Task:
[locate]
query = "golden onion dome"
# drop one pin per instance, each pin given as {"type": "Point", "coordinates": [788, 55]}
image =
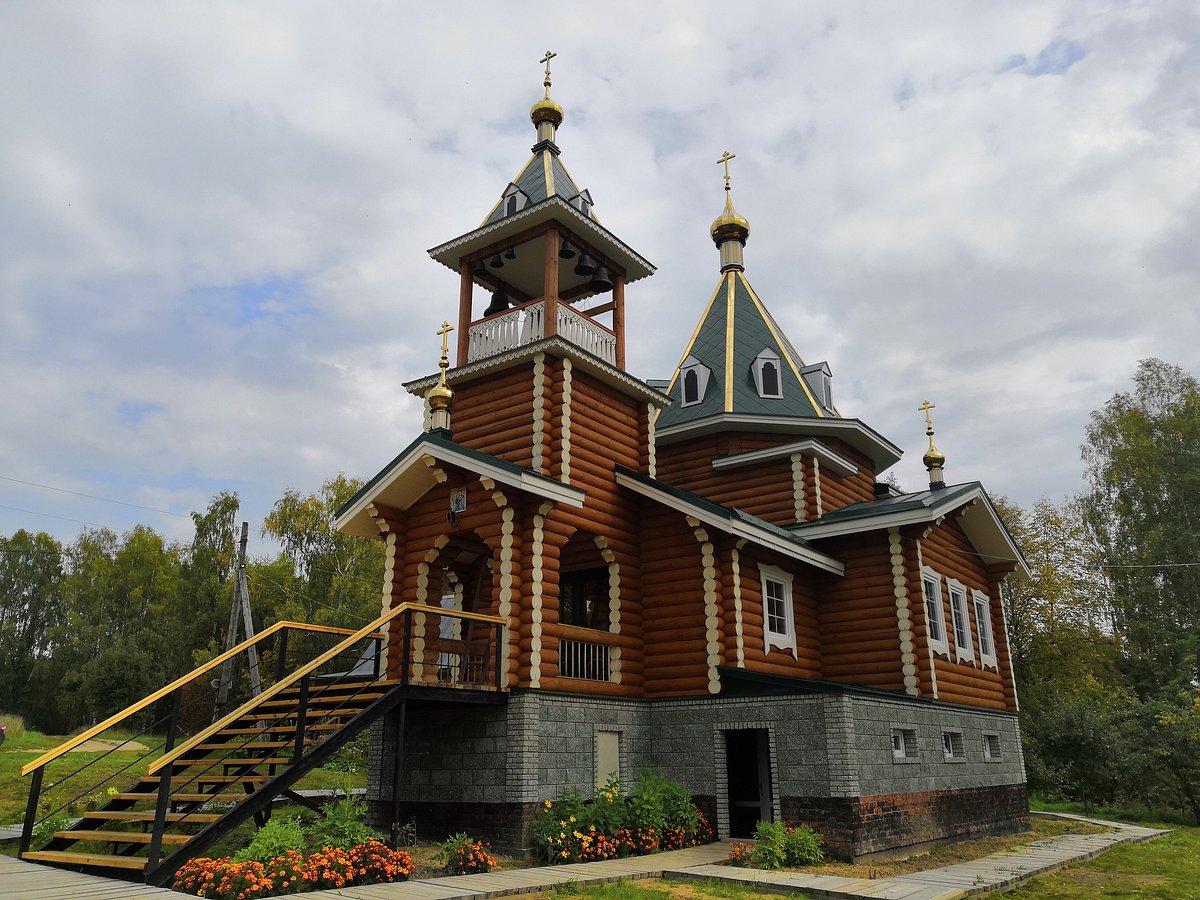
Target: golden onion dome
{"type": "Point", "coordinates": [546, 111]}
{"type": "Point", "coordinates": [439, 396]}
{"type": "Point", "coordinates": [730, 225]}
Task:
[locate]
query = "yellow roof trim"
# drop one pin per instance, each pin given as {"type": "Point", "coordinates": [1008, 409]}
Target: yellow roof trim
{"type": "Point", "coordinates": [783, 346]}
{"type": "Point", "coordinates": [687, 352]}
{"type": "Point", "coordinates": [729, 347]}
{"type": "Point", "coordinates": [520, 175]}
{"type": "Point", "coordinates": [550, 173]}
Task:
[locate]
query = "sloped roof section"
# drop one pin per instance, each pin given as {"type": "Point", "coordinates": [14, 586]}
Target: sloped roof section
{"type": "Point", "coordinates": [544, 175]}
{"type": "Point", "coordinates": [735, 329]}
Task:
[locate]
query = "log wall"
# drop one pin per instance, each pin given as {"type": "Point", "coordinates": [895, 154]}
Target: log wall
{"type": "Point", "coordinates": [948, 552]}
{"type": "Point", "coordinates": [859, 634]}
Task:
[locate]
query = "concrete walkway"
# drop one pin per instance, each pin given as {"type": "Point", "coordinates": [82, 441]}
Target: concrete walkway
{"type": "Point", "coordinates": [996, 871]}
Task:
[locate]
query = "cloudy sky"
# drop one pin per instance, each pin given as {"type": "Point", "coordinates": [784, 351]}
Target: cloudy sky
{"type": "Point", "coordinates": [214, 220]}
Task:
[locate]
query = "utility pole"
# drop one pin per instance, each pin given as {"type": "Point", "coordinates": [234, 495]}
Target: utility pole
{"type": "Point", "coordinates": [240, 605]}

============================================================

PROBLEM REQUIREMENTS:
A verbatim copy of every record is to be produced, and pictures are to be excluded from it.

COMPLETED EXERCISE:
Task:
[locate]
query = "golden onion dome"
# drop one pin per instance, each pin given as {"type": "Point", "coordinates": [788, 55]}
image =
Target: golden onion dome
{"type": "Point", "coordinates": [546, 111]}
{"type": "Point", "coordinates": [439, 396]}
{"type": "Point", "coordinates": [730, 225]}
Task:
[locate]
query = "yellow roof trim"
# drop one pin per instance, each pin given as {"type": "Point", "coordinates": [1008, 409]}
Target: yellow roof trim
{"type": "Point", "coordinates": [783, 346]}
{"type": "Point", "coordinates": [687, 352]}
{"type": "Point", "coordinates": [729, 347]}
{"type": "Point", "coordinates": [520, 175]}
{"type": "Point", "coordinates": [550, 173]}
Task:
[locate]
query = "sloped roof section"
# drop one pin per instance, each pin given as {"type": "Point", "coordinates": [14, 586]}
Target: sloped roof section
{"type": "Point", "coordinates": [544, 175]}
{"type": "Point", "coordinates": [735, 329]}
Task:
[locate]
query = "log wall"
# drop one pin per instance, each pin given as {"type": "Point", "coordinates": [895, 154]}
Target: log wall
{"type": "Point", "coordinates": [948, 552]}
{"type": "Point", "coordinates": [859, 634]}
Task:
[locate]
query = "concrete walkway"
# drop one pin per instance, each pin given as {"type": "Point", "coordinates": [82, 441]}
Target: concrete walkway
{"type": "Point", "coordinates": [996, 871]}
Task:
[locate]
query = "cloudy sky"
# drop one pin per instance, each pin given as {"type": "Point", "coordinates": [784, 351]}
Target: cloudy sky
{"type": "Point", "coordinates": [214, 220]}
Task:
[locate]
query = "utility pole"
# drop one pin per instance, each pin given as {"type": "Point", "coordinates": [234, 495]}
Target: utility pole
{"type": "Point", "coordinates": [240, 605]}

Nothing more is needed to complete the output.